Aim of the task |
Recast the data, from its start through the line containing "pixel 338 898", as a two-column CSV with the headers text and answer. Give each piece of text one row with everything answered beneath it, put every field in quotes, and turn line breaks into spaces.
━━━ Records for this exercise
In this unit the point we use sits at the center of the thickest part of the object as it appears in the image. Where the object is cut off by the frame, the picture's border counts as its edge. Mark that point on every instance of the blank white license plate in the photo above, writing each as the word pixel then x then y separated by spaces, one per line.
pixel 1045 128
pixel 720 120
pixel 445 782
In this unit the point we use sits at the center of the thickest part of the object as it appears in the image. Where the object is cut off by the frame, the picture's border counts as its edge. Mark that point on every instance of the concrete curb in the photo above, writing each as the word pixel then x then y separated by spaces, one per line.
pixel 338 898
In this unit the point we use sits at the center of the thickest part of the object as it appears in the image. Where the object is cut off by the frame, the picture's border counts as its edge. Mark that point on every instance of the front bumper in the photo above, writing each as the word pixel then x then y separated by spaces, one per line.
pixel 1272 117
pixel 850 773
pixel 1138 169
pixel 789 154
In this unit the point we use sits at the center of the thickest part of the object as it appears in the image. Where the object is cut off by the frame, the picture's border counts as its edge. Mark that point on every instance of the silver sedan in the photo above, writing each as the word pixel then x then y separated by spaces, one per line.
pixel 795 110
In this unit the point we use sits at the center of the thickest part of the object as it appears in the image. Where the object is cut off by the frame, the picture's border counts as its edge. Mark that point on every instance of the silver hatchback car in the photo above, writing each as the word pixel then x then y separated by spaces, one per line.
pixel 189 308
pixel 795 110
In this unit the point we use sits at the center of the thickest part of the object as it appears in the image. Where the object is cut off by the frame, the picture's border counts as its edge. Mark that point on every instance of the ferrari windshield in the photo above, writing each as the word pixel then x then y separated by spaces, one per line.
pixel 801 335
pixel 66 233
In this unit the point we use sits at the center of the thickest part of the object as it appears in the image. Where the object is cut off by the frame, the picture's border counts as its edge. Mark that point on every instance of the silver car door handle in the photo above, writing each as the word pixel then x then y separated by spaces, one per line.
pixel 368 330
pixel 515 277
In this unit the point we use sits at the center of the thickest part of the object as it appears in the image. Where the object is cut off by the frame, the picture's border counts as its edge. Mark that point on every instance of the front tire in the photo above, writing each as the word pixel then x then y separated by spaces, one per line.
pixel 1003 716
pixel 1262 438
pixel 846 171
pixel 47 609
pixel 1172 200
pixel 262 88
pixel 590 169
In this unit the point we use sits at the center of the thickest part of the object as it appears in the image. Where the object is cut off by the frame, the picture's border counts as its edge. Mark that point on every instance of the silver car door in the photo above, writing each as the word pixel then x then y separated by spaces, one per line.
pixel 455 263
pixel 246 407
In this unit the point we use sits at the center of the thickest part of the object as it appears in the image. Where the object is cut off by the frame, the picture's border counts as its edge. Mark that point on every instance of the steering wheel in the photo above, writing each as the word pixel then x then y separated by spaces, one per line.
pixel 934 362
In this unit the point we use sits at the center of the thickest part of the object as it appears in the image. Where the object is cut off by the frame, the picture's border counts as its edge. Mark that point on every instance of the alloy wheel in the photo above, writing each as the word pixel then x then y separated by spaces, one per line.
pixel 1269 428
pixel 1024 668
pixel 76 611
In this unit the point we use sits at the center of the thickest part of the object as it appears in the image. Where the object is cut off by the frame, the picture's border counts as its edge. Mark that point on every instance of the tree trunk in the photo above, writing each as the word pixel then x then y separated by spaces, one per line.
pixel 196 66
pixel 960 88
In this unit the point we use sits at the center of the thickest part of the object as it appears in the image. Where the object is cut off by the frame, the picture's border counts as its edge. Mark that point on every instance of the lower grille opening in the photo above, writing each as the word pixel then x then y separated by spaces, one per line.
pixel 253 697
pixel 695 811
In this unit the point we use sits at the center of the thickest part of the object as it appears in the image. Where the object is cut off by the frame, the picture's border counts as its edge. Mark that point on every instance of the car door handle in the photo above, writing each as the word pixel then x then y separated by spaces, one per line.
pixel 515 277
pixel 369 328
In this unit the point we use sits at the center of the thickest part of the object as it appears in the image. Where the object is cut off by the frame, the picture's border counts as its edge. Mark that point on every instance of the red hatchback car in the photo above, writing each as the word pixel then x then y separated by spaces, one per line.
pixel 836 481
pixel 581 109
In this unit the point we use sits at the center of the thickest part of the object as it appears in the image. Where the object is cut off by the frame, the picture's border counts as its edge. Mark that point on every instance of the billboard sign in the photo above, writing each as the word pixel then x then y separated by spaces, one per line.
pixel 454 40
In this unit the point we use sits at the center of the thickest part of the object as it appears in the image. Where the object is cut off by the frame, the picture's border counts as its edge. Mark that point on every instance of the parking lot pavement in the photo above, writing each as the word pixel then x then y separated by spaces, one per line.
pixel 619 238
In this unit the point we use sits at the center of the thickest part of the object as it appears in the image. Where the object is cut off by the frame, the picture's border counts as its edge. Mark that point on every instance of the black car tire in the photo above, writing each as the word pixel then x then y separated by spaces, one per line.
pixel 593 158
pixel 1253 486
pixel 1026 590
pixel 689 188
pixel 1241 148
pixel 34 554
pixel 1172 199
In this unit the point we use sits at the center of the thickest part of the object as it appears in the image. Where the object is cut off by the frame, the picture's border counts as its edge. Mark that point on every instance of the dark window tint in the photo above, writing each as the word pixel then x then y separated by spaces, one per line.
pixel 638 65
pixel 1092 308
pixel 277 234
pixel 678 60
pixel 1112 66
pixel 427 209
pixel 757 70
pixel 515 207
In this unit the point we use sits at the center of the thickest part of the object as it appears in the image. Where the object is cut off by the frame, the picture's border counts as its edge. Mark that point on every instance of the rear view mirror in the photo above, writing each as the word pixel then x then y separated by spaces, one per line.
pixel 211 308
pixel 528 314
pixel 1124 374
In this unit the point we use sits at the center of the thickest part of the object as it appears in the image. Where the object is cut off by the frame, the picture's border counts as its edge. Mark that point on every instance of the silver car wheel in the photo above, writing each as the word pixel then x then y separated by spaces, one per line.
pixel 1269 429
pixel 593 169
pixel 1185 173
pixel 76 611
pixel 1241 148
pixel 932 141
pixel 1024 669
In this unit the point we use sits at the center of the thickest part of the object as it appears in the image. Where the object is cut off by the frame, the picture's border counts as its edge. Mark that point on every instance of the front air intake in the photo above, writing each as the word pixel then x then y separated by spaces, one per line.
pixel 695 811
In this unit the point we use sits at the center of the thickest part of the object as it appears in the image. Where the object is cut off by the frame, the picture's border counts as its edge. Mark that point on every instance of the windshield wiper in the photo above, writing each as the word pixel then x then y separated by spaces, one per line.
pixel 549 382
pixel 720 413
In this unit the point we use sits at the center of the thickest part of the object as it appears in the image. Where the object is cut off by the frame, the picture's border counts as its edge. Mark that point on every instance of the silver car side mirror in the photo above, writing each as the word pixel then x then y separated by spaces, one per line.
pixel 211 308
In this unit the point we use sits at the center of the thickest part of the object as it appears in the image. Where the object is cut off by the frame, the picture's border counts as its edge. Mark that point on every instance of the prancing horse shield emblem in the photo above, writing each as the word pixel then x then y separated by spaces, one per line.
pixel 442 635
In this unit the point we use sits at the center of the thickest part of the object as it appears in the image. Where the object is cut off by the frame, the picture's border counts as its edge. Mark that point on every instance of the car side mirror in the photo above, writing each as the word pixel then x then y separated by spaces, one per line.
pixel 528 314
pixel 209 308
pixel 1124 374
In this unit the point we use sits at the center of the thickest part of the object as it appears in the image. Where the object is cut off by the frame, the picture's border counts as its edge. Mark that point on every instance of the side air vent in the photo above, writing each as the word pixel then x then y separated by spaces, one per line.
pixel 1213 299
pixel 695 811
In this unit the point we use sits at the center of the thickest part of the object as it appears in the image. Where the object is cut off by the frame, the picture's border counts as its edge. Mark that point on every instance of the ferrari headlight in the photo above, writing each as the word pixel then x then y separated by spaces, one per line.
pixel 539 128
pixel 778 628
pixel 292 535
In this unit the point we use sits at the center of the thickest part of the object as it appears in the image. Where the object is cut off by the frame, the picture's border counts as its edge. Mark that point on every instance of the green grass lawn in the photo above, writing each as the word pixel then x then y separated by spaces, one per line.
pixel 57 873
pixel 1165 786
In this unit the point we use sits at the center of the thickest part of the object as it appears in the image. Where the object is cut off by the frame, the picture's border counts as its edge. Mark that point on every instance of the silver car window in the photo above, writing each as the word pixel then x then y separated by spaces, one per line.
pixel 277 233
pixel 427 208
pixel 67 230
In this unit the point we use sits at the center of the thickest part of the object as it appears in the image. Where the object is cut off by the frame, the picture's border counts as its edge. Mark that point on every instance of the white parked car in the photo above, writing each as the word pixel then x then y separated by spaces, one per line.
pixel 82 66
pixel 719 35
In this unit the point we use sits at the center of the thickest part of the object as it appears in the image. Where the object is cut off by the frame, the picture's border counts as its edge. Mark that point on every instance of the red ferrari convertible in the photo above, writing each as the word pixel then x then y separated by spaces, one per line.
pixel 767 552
━━━━━━
Finished exercise |
text,answer
"In this unit the point we use sits at the center of the thickest part of the object as it appears in the image. Where the object is cut off by the frame, the picture's border counts as its edge. Mark that point on every instance of the blank white license plate in the photo above, writing each as the word pixel then x then y separated by spaces, one per line.","pixel 1045 128 pixel 720 120 pixel 445 782"
"In this unit the point we use sits at the center of the thickest part of the object as it appears in the image. Where the object is cut off by the frame, the picture's border counts as its edge. Mark that point on every instance of the concrete curb in the photo above, writing each as the word pixel then x then y separated by spaces, one per line.","pixel 338 898"